--- START EXERCISE INPUTS ---

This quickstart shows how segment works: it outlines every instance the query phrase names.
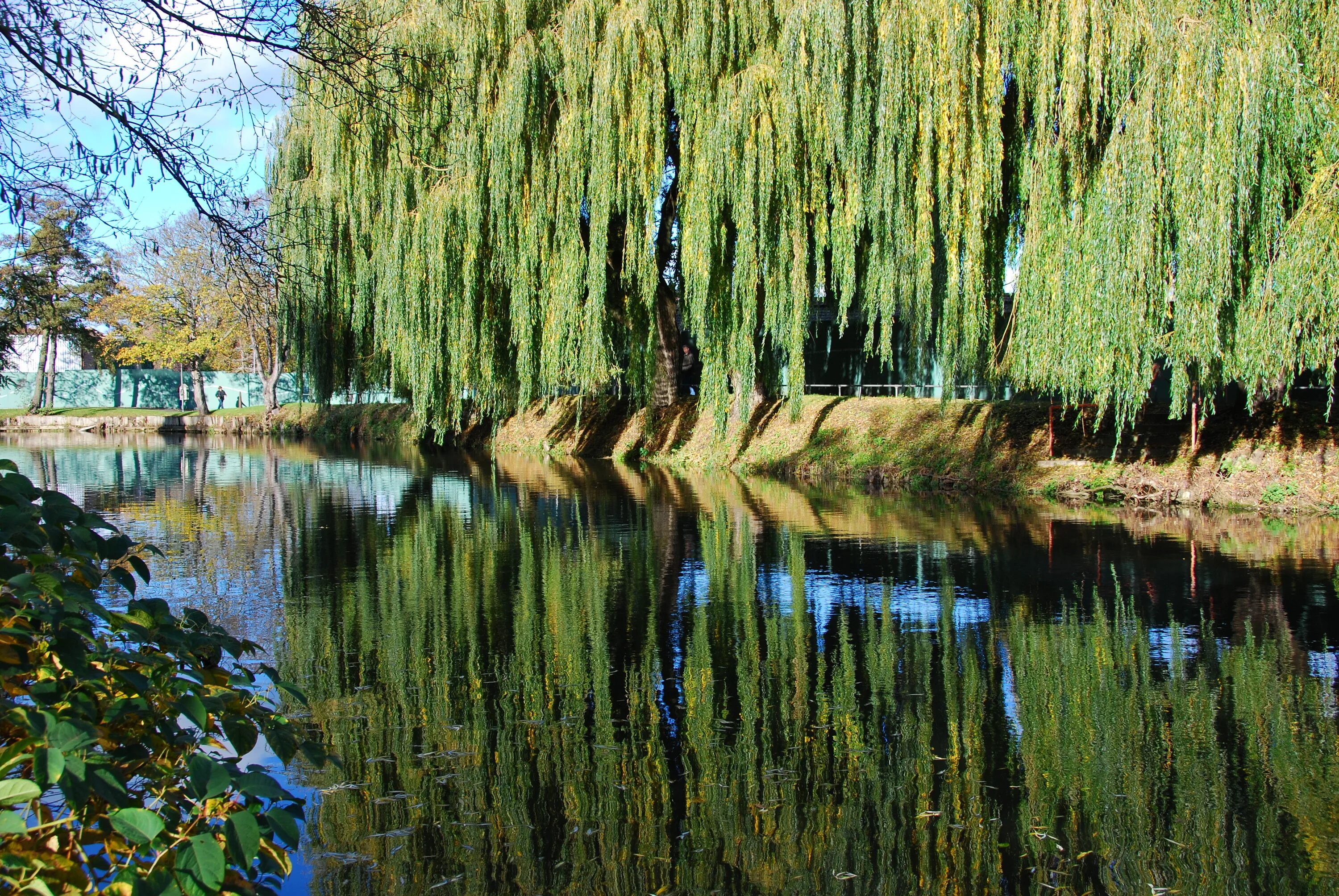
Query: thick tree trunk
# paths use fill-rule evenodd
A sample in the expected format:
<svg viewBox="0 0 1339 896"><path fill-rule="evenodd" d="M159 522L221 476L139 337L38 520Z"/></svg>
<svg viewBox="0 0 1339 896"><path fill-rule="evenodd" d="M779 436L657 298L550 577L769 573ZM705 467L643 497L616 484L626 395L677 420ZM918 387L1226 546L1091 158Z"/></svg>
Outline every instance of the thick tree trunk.
<svg viewBox="0 0 1339 896"><path fill-rule="evenodd" d="M679 213L679 159L671 153L675 165L674 182L665 190L660 204L660 230L656 233L656 271L660 281L656 284L656 356L655 372L651 380L651 407L668 407L679 394L679 297L674 287L665 283L664 272L674 256L674 221Z"/></svg>
<svg viewBox="0 0 1339 896"><path fill-rule="evenodd" d="M51 340L51 350L47 352L51 356L48 362L51 364L51 371L47 374L47 407L56 406L56 333L51 332L48 335Z"/></svg>
<svg viewBox="0 0 1339 896"><path fill-rule="evenodd" d="M37 348L37 372L32 378L32 410L42 407L42 395L47 384L47 332L43 331L37 339L40 340L40 347Z"/></svg>
<svg viewBox="0 0 1339 896"><path fill-rule="evenodd" d="M269 372L261 380L261 400L265 403L265 417L279 410L279 378L284 372L284 352L277 340L274 343L274 354L270 358L273 360L270 362Z"/></svg>
<svg viewBox="0 0 1339 896"><path fill-rule="evenodd" d="M679 324L674 289L661 283L656 288L656 370L651 387L651 406L668 407L679 394Z"/></svg>
<svg viewBox="0 0 1339 896"><path fill-rule="evenodd" d="M200 372L198 362L190 366L190 394L195 398L195 413L208 415L209 402L205 399L205 376Z"/></svg>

--- END EXERCISE INPUTS ---

• [TASK OBJECTIVE]: Could you quote the lines from the very first one through the line containing "348L37 372L32 378L32", both included, and leave the pictures out?

• [ANSWER IN FULL]:
This quickstart shows how segment works: it outlines every instance the query phrase names.
Query: thick tree trunk
# paths use fill-rule evenodd
A sample in the expected format:
<svg viewBox="0 0 1339 896"><path fill-rule="evenodd" d="M159 522L221 476L139 337L38 520Z"/></svg>
<svg viewBox="0 0 1339 896"><path fill-rule="evenodd" d="M779 436L657 298L550 577L769 573ZM705 467L643 497L616 484L626 395L677 420ZM918 387L1226 546L1091 158Z"/></svg>
Outline every instance of the thick tree trunk.
<svg viewBox="0 0 1339 896"><path fill-rule="evenodd" d="M679 213L679 159L671 153L675 165L674 182L665 190L660 204L660 230L656 233L656 271L660 281L656 284L656 356L655 372L651 380L651 407L668 407L679 394L679 297L674 287L665 283L664 272L674 256L674 221Z"/></svg>
<svg viewBox="0 0 1339 896"><path fill-rule="evenodd" d="M51 340L51 350L47 352L51 356L48 362L51 364L51 371L47 374L47 407L56 406L56 333L51 332L48 335Z"/></svg>
<svg viewBox="0 0 1339 896"><path fill-rule="evenodd" d="M37 348L37 372L32 378L32 410L42 407L42 395L47 384L47 332L43 331L37 339L40 340L40 347Z"/></svg>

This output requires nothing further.